Reproduce the listing below without any change.
▬▬▬
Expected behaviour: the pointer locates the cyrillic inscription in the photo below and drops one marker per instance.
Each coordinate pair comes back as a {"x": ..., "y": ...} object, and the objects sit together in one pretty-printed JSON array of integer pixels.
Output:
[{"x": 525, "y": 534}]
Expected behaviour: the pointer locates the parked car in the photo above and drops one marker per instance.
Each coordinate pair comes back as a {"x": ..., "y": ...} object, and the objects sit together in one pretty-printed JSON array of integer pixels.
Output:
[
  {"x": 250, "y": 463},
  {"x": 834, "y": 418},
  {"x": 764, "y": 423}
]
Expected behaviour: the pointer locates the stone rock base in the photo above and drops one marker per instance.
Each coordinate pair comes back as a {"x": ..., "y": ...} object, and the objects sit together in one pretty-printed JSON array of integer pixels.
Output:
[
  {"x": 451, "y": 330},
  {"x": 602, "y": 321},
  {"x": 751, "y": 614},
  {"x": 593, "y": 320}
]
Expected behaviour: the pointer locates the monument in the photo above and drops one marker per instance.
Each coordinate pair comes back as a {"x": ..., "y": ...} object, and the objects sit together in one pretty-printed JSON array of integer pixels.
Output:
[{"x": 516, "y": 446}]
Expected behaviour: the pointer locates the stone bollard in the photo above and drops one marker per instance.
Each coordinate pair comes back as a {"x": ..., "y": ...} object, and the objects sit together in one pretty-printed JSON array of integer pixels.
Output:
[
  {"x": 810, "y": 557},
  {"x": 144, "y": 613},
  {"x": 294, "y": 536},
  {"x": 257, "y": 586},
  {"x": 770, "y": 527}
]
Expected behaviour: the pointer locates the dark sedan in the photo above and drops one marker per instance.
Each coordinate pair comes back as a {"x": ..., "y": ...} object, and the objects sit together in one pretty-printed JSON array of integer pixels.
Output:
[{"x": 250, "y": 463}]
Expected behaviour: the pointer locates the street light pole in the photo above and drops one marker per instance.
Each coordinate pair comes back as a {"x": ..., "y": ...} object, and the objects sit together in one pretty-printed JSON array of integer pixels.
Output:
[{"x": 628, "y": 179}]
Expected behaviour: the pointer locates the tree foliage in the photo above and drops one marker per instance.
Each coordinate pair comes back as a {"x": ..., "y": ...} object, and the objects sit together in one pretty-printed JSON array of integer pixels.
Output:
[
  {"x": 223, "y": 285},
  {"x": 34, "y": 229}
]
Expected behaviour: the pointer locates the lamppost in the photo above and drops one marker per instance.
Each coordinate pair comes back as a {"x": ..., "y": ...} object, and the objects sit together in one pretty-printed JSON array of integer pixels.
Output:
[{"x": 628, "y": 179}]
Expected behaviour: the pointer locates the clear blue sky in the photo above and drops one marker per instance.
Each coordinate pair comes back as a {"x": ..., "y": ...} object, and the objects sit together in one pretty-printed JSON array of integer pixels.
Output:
▬▬▬
▸ **Reply to the exercise**:
Expected behaviour: the pointer locates the cyrillic inscription in the photo below and drops one marker per instance.
Each coordinate pair comes back as a {"x": ..., "y": ...} object, and the objects sit together in one pretty-printed JSON array of integer pixels.
Output:
[{"x": 525, "y": 534}]
Expected behaviour: the pointer locates the parked car in the photo above and drops one marker per instance.
Each coordinate pair comes back as a {"x": ..., "y": ...} object, and the objects sit together in one pretty-printed JSON array of integer pixels.
Output:
[
  {"x": 250, "y": 463},
  {"x": 834, "y": 418},
  {"x": 764, "y": 423}
]
Expected behaviour: the pointer locates the stone rock base in the photo above and drops one marker per instance.
Each coordinate pair comes back as a {"x": ..., "y": ...} object, and the objects sit together in one pretty-printed JSON array of integer pixels.
Output:
[
  {"x": 451, "y": 330},
  {"x": 602, "y": 321},
  {"x": 751, "y": 614},
  {"x": 593, "y": 320}
]
Expected behaviour: the pointer locates the monument in the photo above and drops one marker per instance.
Each coordinate pair comes back as a {"x": ..., "y": ...} object, and the objects sit together in one pretty-printed JSON array of integer pixels.
Output:
[{"x": 516, "y": 446}]
Expected behaviour: the pointer locates the stone bollard in the photo above and drops one marker per instance.
Each coordinate pair comes back as a {"x": ..., "y": ...} object, and the objects sit together in one pretty-printed JSON array of integer pixels.
Output:
[
  {"x": 810, "y": 557},
  {"x": 144, "y": 613},
  {"x": 294, "y": 536},
  {"x": 257, "y": 586},
  {"x": 770, "y": 527}
]
Expected behaviour: the pointer locates the dark sedan in the photo above and drops one marker per instance.
Each coordinate pair comes back as a {"x": ..., "y": ...} object, and the objects sit together in one pretty-printed JSON array of integer pixels.
Output:
[{"x": 250, "y": 463}]
Expected behaviour: the pointer locates the street light pole in the photo above and drops one marker per instance.
Each coordinate pair comes back as a {"x": ..., "y": ...} object, and the objects sit together in one pretty-printed JSON array of integer pixels.
Output:
[{"x": 628, "y": 179}]
Expected behaviour: the pointer locates the tree foliage in the photo above and drops one marker per instance.
Each coordinate pair comes back as a {"x": ..., "y": ...} object, and the objects sit together in one pretty-printed JSON array of integer pixels.
Output:
[
  {"x": 223, "y": 285},
  {"x": 34, "y": 229}
]
Expected behaviour: the pointer locates the lamppost in the photo above and drops one marker per instance.
Each coordinate pair comes back as a {"x": ..., "y": ...} object, and the objects sit together in one pretty-printed JSON array of integer pixels.
Output:
[{"x": 628, "y": 179}]
Expected behaviour: the pointer locates the clear blue sky in the photo above and drops one marker per instance.
Each coordinate pair comes back as a {"x": ..., "y": ...} object, and the objects sit together in one pretty-printed JSON array of integer pixels.
Output:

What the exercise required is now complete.